### SET PROBLEM
Rewrite the items from the line with "Where can you see the belt" up to and including the line with "[[205, 321]]", replacing "Place a pin" with "Put a marker" and leaving everything else the same.

### RECORDS FOR THE EXERCISE

---------------

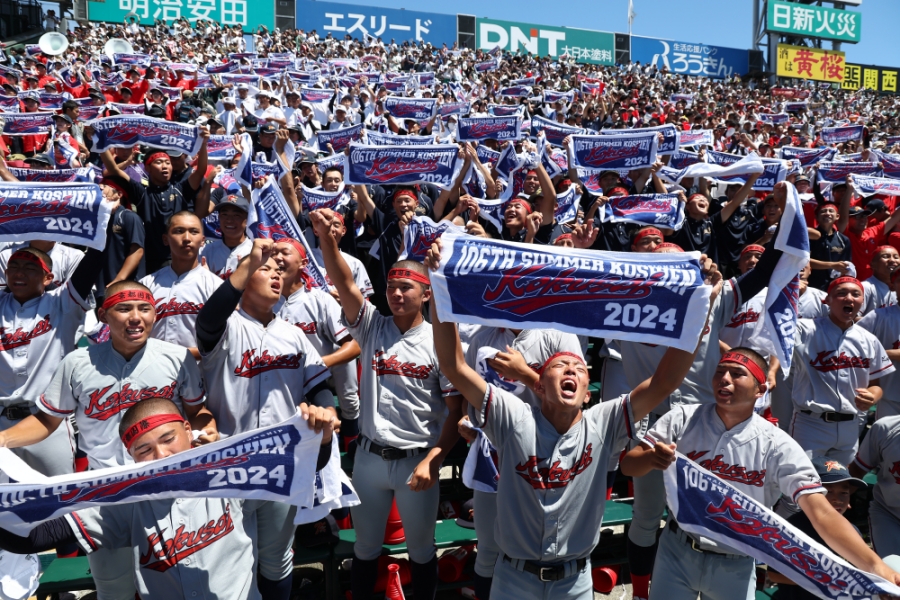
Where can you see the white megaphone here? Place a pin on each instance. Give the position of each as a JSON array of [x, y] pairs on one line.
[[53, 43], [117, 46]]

---------------

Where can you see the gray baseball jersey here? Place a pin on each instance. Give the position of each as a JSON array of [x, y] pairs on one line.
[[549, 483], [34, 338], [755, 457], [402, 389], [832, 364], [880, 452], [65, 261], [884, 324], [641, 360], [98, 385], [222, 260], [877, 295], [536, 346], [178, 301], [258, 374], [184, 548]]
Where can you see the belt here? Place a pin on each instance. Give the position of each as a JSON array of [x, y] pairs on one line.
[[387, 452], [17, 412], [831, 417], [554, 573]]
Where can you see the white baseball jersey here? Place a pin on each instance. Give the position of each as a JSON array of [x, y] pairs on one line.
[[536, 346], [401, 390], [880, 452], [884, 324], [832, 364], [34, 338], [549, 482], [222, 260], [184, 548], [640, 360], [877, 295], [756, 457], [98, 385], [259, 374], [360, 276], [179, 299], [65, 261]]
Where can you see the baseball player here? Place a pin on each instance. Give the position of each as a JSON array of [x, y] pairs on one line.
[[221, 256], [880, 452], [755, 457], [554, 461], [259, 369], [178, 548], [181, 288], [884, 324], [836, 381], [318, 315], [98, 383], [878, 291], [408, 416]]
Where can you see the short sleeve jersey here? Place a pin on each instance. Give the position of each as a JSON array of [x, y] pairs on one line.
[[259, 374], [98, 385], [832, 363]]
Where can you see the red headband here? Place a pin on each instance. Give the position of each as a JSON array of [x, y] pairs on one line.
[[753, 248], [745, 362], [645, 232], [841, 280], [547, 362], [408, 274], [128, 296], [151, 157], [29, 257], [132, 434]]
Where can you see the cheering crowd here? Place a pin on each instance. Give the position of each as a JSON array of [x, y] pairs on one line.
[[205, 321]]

---------------

### REPLY TO THE EXERCISE
Where can you see the belt here? Put a marker on each instance. Give the position of each as a JSON array of [x, y] pairs on one line.
[[387, 452], [17, 412], [831, 417], [554, 573]]
Where can you see the white baseball jersey here? Put a marker on each instance. Give the position of each as a JSON array of [x, y] pairs on one line.
[[536, 346], [401, 390], [880, 452], [884, 324], [832, 364], [34, 338], [549, 482], [222, 260], [184, 548], [640, 360], [877, 295], [756, 457], [98, 385], [259, 374], [360, 276], [179, 299], [65, 261]]
Where can you see the baseball player here? Put a marker on each instance. Give the position of each as a JSON array of [x, y] pairs on one line.
[[221, 256], [880, 452], [755, 457], [554, 461], [259, 369], [178, 548], [181, 288], [884, 324], [836, 381], [318, 315], [98, 383], [878, 291], [408, 416]]
Where can you see the short sleeve jersey here? Put a marker on each instance. Give the position of each as a JSON array of [x, y] pairs on one line.
[[259, 374], [98, 385], [832, 363]]
Where can you see the red headband here? Put a marker on each instance. Give the position of each as a JSON array of [x, y] pairs on one line.
[[753, 248], [745, 362], [645, 232], [841, 280], [547, 362], [408, 274], [128, 296], [151, 157], [29, 257], [132, 434]]
Where can you see the cheering crowd here? Put a marker on each instance. Give the position of each as a JSON array of [x, y] pairs on one line.
[[205, 321]]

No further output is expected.